### PROBLEM DETAILS
Pick out and copy each line of the entries below that contains the word "blue".

### PROVIDED ENTRIES
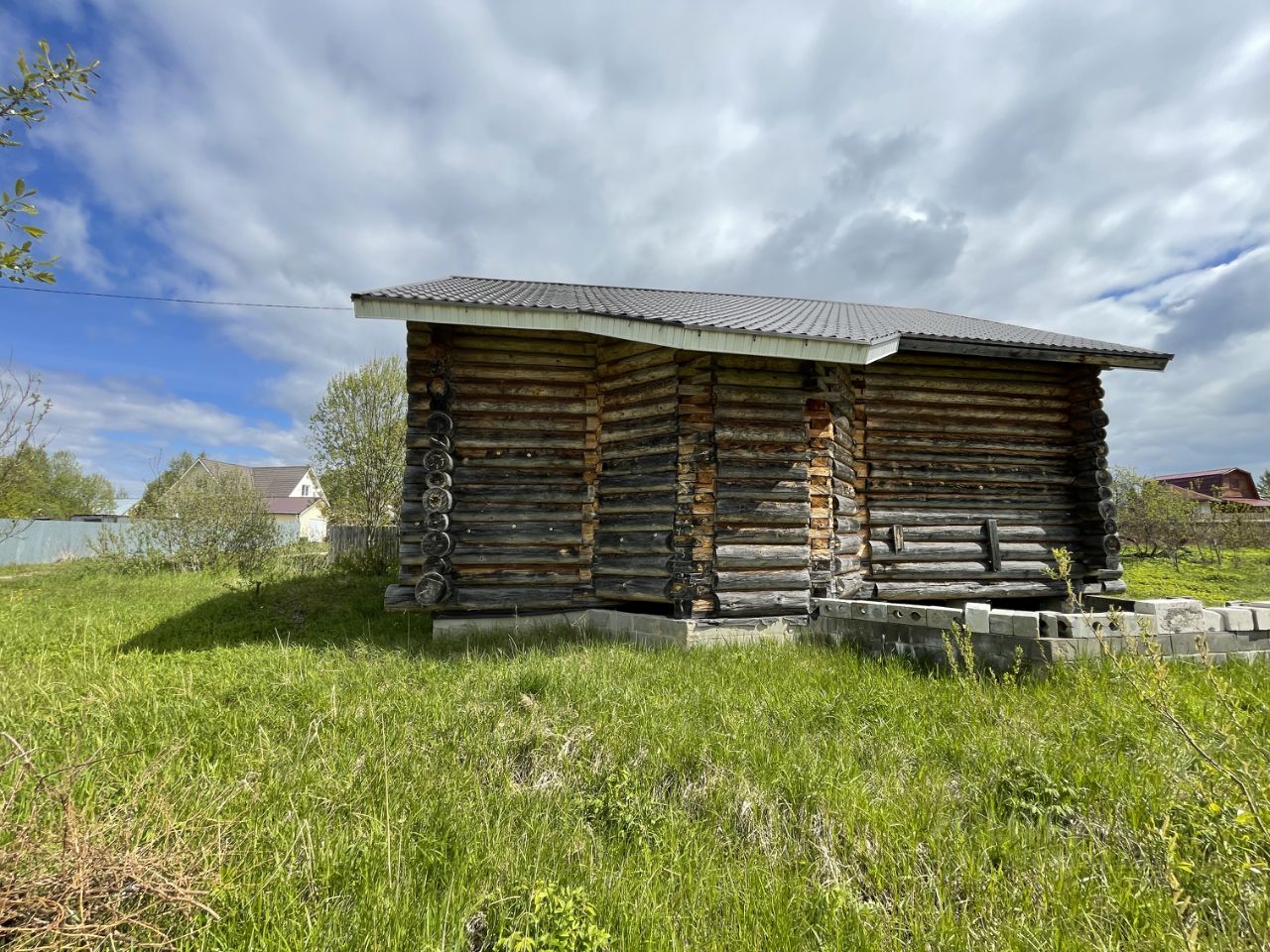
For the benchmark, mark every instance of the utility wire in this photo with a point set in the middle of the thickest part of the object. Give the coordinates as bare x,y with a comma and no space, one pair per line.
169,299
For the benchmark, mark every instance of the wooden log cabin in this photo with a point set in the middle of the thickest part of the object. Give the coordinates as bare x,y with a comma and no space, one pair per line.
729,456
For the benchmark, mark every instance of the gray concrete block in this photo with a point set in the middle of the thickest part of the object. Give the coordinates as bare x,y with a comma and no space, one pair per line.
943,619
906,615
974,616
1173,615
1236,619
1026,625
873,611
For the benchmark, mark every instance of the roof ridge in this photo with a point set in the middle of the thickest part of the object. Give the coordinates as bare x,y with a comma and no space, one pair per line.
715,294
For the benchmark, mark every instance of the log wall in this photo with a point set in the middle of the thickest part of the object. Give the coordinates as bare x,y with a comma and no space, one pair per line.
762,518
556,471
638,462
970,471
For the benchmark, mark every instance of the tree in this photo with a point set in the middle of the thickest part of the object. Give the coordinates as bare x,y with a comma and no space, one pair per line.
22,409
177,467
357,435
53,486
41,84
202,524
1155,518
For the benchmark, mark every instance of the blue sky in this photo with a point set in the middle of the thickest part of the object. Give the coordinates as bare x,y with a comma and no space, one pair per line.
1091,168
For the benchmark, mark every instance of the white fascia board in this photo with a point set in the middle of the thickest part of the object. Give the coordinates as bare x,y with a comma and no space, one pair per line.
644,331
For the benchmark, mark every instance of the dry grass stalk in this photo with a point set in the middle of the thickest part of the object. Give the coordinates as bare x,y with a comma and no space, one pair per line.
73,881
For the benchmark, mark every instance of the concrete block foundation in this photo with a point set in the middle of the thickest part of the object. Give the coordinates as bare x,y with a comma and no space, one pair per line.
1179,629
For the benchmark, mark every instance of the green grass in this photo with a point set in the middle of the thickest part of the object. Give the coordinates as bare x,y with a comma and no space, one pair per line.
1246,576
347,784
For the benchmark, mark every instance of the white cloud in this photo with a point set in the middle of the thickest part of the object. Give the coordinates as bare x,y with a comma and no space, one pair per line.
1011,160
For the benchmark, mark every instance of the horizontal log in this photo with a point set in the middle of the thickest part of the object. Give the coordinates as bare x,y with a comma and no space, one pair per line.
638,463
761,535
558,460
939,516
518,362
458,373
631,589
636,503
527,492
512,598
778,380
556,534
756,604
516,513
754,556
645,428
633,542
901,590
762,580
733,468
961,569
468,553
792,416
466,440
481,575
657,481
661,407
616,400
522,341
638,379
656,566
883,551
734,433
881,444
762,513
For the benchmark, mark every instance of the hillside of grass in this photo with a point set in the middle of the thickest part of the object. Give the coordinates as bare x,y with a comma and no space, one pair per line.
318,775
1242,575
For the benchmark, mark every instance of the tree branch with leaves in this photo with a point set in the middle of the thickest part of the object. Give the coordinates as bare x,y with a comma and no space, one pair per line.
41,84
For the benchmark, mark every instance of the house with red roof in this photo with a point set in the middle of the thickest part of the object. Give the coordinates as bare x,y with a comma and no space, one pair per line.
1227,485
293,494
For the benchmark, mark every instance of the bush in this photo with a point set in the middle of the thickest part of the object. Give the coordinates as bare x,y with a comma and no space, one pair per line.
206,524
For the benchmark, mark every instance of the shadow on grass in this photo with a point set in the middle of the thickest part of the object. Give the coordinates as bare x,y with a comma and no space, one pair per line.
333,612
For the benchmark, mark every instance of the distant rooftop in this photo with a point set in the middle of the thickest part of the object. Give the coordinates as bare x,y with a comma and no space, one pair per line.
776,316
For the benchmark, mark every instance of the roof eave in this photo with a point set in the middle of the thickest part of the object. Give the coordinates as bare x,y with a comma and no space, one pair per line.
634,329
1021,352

--

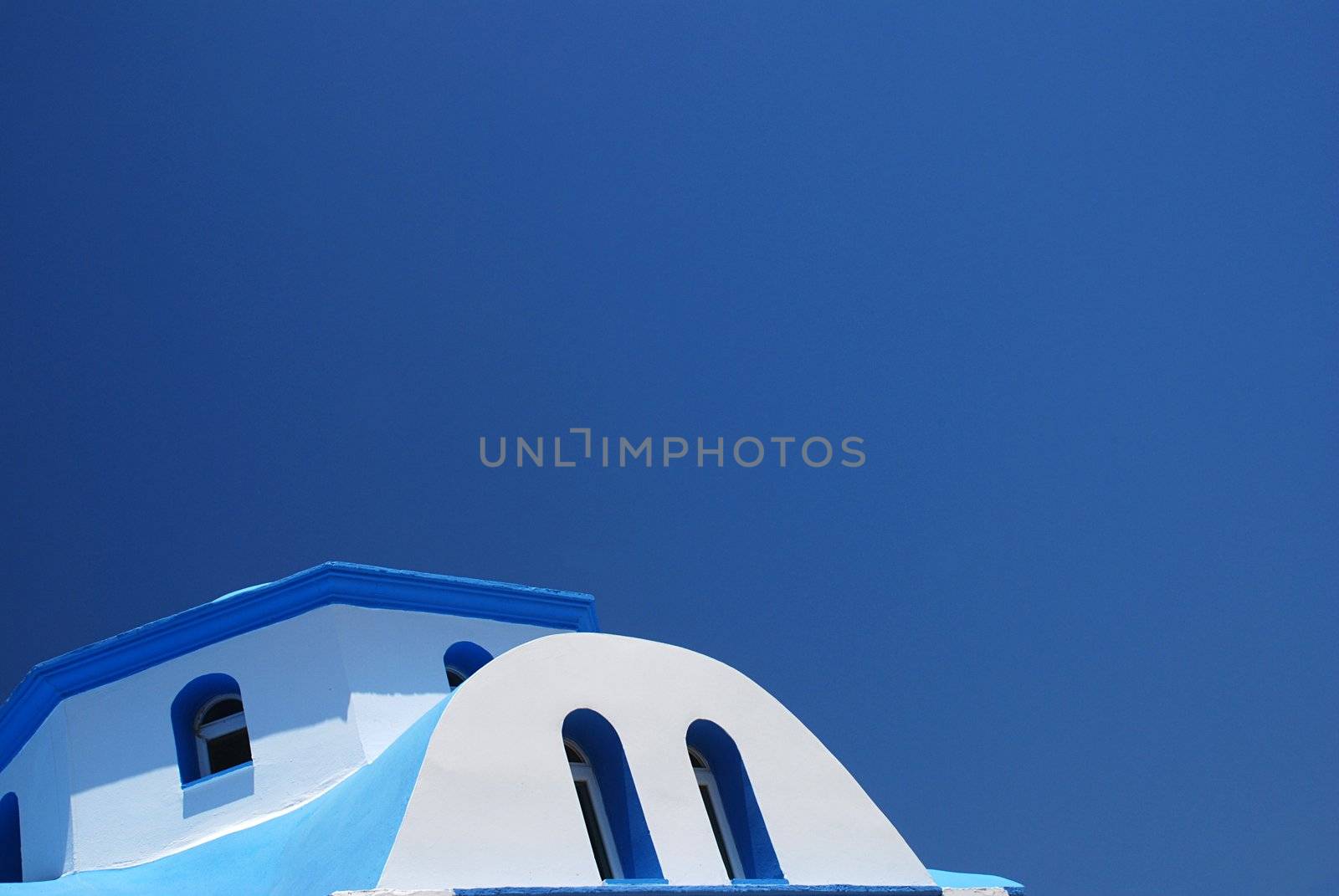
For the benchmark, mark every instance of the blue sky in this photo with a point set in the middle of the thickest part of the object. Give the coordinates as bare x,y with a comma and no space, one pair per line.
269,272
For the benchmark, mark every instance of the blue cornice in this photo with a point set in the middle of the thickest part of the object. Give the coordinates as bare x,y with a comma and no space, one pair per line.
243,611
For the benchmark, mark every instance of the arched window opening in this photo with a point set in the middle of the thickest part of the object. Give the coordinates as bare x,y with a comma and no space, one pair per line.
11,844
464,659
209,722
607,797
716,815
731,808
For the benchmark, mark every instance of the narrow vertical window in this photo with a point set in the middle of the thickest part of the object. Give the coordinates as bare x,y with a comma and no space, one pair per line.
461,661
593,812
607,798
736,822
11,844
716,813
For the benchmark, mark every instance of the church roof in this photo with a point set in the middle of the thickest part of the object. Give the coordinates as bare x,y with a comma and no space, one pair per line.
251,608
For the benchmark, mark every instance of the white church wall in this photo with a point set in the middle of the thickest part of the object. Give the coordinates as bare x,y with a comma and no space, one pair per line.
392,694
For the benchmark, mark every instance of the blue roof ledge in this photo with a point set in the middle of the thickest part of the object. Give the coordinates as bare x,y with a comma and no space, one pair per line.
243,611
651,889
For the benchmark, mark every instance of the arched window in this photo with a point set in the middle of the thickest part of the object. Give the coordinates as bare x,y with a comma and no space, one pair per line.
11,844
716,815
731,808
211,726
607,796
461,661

### EXPECTED ANSWER
For the benchmark, mark every instance of the blue sky in this photo with a point set in the middle of the thickest part of the object. Give the coordinates as bare x,y with a comma and no space, one pair per line.
For the benchmark, mark every instance of the blue sky in this photo with a point set in the middle of the thickest part of the object. Give the coordinates as bare x,y with a comma and no space, one pair per line.
For the benchmark, mark every instance of the blue cornice in this photo with a point set in the middle of the thickest part of the object. Give the coordinates as bare x,y with a comma and no space, one pair per line.
For the benchmark, mark every instance of the blue roof ledge in this photo with a point set in the middle of the thickest part of the object. Give the coordinates as bare x,y with a comma and no space, one pair per line.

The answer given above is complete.